- GIVEN PASSAGE:
Coloradans celebrate by offering helping hands to causes

Sarah Mahoney, 54, drove from Englewood to Manual High School to take advantage of free medical services at the MLK Day Health Fair, sponsored by Kaiser Permanente. She signed up to get a cholesterol screening and a mammogram.

Mahoney moved to Colorado in September from San Francisco when her fiance got a job here. She hasn't been able to find a job in her field as a real estate paralegal and has been without medical insurance since 2004.

At about 11 a.m., Mahoney sat in a waiting room filled with women signed up to get pap smears, screenings for common sexually transmitted diseases, pelvic exams and mammograms.

For Mahoney, getting help on the Martin Luther King Jr. holiday adds meaning.

"He talked about freedom.

This whole clinic is free. It feels freeing to get this done today and not pay anything. It's going to give me peace of mind . . . to hopefully know that everything's going to be OK."

Larry Hunter did a 25-mile bike ride, then headed for the Bonfils Blood Center at Lowry.

"I'm almost chagrined to say it, but even for an Obama follower like me, it was like I needed a kick in the behind to do this," said Hunter, a professor at the University of Colorado School of Medicine.

Hunter said he had gotten out of the habit of donating blood, and the National Call to Service Day was the kick he needed.

"I have this little sliver of hope that things could turn around here," Hunter said. "It's been a very dark time in America, and we are facing more darkness but I do have this sliver of hope that if we do this stuff - people trying to do something for each other - we can make it good again."

Jeanette Carmany recalls the injustices of the segregated South she witnessed as a young teacher in Birmingham, Ala.

Forty years ago, she worked alongside the mother of one of the four young black girls killed in the 16th Street Baptist Church bombing in 1963.

"I've seen a lot in my lifetime," said Carmany, a member of the Aurora School Board.

Carmany said she felt a renewed sense of hope on the eve of Barack Obama's swearing in as the nation's first black president. "I worked with the mother of civil rights activist Angela Davis. I worked with the mother of one of the girls killed in the church bombing.

Obama's presidency gives me hope that this country can heal and become proud of who we are as Americans."

Carmany demonstrated her commitment to Obama's call to action by volunteering to box food at the Food Bank of the Rockies.

It was her first time volunteering for the organization, and she said it won't be her last, hoping the National Day of Service becomes commonplace.

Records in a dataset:
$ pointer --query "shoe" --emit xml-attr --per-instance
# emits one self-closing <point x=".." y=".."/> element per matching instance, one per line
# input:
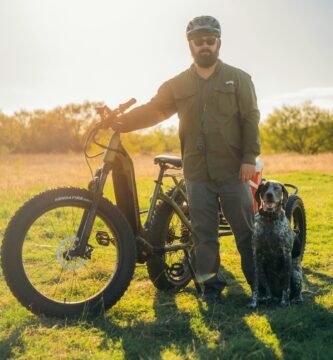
<point x="211" y="297"/>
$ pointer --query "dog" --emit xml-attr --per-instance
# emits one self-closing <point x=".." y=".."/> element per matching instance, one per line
<point x="277" y="275"/>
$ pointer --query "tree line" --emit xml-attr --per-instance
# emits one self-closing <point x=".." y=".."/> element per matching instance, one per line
<point x="305" y="129"/>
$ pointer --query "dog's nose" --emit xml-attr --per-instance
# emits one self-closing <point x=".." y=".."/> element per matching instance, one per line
<point x="269" y="196"/>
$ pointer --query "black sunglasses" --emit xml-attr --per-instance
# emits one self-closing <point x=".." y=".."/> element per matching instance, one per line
<point x="200" y="41"/>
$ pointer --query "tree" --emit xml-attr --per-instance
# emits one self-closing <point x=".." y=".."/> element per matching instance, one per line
<point x="305" y="129"/>
<point x="11" y="133"/>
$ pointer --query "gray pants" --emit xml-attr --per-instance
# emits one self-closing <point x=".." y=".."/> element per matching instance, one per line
<point x="237" y="206"/>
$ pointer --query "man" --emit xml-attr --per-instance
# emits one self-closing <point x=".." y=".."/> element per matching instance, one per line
<point x="218" y="130"/>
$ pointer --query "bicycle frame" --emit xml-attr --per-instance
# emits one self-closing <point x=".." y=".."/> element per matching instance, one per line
<point x="117" y="160"/>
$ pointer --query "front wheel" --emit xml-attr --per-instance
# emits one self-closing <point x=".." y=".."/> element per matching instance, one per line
<point x="295" y="213"/>
<point x="36" y="258"/>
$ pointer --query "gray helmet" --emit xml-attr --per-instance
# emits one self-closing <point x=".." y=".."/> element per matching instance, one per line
<point x="203" y="25"/>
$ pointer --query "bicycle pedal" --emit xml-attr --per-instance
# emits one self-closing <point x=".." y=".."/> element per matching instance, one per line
<point x="103" y="238"/>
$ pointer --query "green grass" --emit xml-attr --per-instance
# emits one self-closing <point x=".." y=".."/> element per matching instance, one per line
<point x="147" y="324"/>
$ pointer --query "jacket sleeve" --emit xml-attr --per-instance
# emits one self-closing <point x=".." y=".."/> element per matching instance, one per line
<point x="249" y="116"/>
<point x="159" y="108"/>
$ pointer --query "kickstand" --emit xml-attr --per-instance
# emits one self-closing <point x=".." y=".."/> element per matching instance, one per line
<point x="197" y="284"/>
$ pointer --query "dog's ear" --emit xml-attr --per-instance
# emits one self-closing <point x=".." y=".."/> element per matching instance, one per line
<point x="257" y="195"/>
<point x="285" y="197"/>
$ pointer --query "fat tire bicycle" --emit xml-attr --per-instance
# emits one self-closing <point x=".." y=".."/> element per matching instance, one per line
<point x="70" y="251"/>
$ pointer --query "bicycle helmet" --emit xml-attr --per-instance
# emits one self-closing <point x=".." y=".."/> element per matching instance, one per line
<point x="203" y="25"/>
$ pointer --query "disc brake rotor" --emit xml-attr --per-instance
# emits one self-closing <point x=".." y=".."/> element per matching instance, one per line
<point x="69" y="262"/>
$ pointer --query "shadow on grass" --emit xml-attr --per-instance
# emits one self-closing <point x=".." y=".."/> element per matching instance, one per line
<point x="182" y="326"/>
<point x="214" y="332"/>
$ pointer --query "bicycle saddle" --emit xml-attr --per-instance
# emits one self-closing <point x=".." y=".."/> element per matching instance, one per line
<point x="168" y="159"/>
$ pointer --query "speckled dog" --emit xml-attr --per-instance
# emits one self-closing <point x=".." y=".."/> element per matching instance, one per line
<point x="276" y="272"/>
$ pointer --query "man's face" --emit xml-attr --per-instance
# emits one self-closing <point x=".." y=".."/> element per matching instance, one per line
<point x="205" y="50"/>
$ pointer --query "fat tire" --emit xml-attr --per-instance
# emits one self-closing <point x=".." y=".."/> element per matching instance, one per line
<point x="295" y="213"/>
<point x="11" y="254"/>
<point x="158" y="233"/>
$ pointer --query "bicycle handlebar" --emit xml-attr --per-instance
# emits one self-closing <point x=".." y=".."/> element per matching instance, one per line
<point x="108" y="116"/>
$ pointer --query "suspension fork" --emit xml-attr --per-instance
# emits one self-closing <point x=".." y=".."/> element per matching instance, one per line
<point x="89" y="215"/>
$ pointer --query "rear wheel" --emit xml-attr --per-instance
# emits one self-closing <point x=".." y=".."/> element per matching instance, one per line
<point x="38" y="261"/>
<point x="169" y="270"/>
<point x="295" y="213"/>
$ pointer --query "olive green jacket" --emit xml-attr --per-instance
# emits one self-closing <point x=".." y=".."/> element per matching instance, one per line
<point x="222" y="111"/>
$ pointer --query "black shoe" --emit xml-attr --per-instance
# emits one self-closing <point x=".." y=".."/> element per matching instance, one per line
<point x="211" y="297"/>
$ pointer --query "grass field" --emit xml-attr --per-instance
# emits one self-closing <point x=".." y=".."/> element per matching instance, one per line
<point x="147" y="324"/>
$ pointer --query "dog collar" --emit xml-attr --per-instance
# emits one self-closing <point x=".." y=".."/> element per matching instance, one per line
<point x="270" y="215"/>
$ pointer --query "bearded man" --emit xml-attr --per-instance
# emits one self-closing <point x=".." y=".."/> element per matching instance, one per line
<point x="218" y="129"/>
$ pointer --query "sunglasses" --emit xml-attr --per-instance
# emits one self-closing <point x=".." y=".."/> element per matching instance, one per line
<point x="209" y="41"/>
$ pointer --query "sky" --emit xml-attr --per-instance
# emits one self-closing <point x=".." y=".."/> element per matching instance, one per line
<point x="56" y="52"/>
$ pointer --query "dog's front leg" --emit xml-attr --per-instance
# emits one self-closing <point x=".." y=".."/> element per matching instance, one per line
<point x="285" y="300"/>
<point x="255" y="286"/>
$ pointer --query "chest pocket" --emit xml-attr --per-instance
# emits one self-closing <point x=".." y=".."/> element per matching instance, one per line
<point x="224" y="97"/>
<point x="186" y="104"/>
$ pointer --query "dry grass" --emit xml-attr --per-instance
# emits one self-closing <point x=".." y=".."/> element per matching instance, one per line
<point x="18" y="171"/>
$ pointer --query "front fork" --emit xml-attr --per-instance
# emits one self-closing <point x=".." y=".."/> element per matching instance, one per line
<point x="89" y="215"/>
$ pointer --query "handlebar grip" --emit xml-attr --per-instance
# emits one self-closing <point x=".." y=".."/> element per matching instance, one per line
<point x="123" y="107"/>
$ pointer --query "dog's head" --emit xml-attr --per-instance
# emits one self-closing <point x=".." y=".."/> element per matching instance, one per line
<point x="271" y="196"/>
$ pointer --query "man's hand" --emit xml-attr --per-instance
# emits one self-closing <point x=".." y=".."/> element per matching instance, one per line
<point x="247" y="172"/>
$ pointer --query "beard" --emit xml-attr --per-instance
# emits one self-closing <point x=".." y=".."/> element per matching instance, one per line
<point x="204" y="58"/>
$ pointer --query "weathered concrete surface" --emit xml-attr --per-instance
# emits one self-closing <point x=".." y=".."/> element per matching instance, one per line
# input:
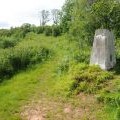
<point x="103" y="52"/>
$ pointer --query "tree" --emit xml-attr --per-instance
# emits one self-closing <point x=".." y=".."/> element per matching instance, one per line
<point x="55" y="16"/>
<point x="66" y="16"/>
<point x="106" y="14"/>
<point x="44" y="17"/>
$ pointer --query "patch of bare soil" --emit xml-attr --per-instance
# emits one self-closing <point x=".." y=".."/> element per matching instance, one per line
<point x="83" y="108"/>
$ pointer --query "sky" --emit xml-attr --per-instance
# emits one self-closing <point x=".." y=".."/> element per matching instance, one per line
<point x="16" y="12"/>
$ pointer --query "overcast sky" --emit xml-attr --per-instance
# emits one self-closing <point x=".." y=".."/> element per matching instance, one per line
<point x="17" y="12"/>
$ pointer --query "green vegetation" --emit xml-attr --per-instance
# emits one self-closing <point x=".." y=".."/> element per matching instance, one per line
<point x="46" y="68"/>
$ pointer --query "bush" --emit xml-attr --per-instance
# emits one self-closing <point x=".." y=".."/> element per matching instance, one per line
<point x="21" y="57"/>
<point x="40" y="30"/>
<point x="48" y="31"/>
<point x="56" y="31"/>
<point x="6" y="42"/>
<point x="63" y="66"/>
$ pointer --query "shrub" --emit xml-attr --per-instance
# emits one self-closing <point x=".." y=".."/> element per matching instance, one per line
<point x="48" y="31"/>
<point x="56" y="31"/>
<point x="6" y="42"/>
<point x="63" y="66"/>
<point x="20" y="57"/>
<point x="40" y="30"/>
<point x="117" y="117"/>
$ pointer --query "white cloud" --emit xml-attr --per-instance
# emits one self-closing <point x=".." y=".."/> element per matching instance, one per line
<point x="17" y="12"/>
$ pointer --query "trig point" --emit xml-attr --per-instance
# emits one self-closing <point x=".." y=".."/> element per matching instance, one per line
<point x="103" y="52"/>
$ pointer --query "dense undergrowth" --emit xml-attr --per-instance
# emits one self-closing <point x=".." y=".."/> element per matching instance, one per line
<point x="72" y="74"/>
<point x="21" y="56"/>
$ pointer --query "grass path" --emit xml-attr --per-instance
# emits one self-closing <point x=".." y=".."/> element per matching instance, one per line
<point x="37" y="93"/>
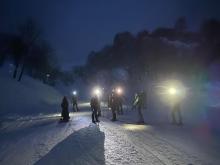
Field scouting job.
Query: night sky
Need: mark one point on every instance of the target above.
(76, 27)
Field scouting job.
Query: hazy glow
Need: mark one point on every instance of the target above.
(135, 127)
(74, 92)
(119, 90)
(97, 91)
(172, 91)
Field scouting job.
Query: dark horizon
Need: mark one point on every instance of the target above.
(75, 28)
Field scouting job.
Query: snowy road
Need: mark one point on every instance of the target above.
(43, 141)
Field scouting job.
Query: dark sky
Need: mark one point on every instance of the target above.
(76, 27)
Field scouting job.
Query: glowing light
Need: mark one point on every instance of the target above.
(172, 91)
(135, 127)
(119, 91)
(97, 91)
(74, 92)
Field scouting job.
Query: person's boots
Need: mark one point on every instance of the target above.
(114, 117)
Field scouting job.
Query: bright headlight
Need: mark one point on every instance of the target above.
(97, 91)
(74, 92)
(119, 90)
(172, 91)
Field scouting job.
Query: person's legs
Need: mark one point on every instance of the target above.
(113, 114)
(173, 116)
(180, 117)
(93, 115)
(96, 116)
(77, 108)
(141, 118)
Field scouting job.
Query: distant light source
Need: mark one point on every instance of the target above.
(172, 91)
(119, 91)
(97, 91)
(74, 93)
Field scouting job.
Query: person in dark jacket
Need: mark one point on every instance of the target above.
(94, 103)
(75, 103)
(113, 106)
(139, 104)
(176, 113)
(65, 112)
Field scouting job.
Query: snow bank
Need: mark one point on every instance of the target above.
(27, 97)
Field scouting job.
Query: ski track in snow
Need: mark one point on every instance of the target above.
(80, 142)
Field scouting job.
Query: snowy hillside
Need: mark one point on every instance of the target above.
(26, 97)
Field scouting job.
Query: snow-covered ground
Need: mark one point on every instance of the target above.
(30, 131)
(42, 140)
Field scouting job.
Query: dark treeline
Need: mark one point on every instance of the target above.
(31, 54)
(159, 54)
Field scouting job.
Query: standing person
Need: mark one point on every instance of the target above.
(65, 112)
(75, 103)
(94, 103)
(113, 106)
(139, 104)
(176, 110)
(120, 105)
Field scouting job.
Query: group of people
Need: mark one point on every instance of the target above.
(115, 103)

- TRY IT:
Answer these about the article on Coloradans helping causes:
(a) Which city did Sarah Mahoney move to Colorado from?
(b) What did Larry Hunter do before heading to the Bonfils Blood Center?
(c) At which organization did Jeanette Carmany volunteer to box food?

- PROBLEM SOLUTION:
(a) San Francisco
(b) A 25-mile bike ride
(c) The Food Bank of the Rockies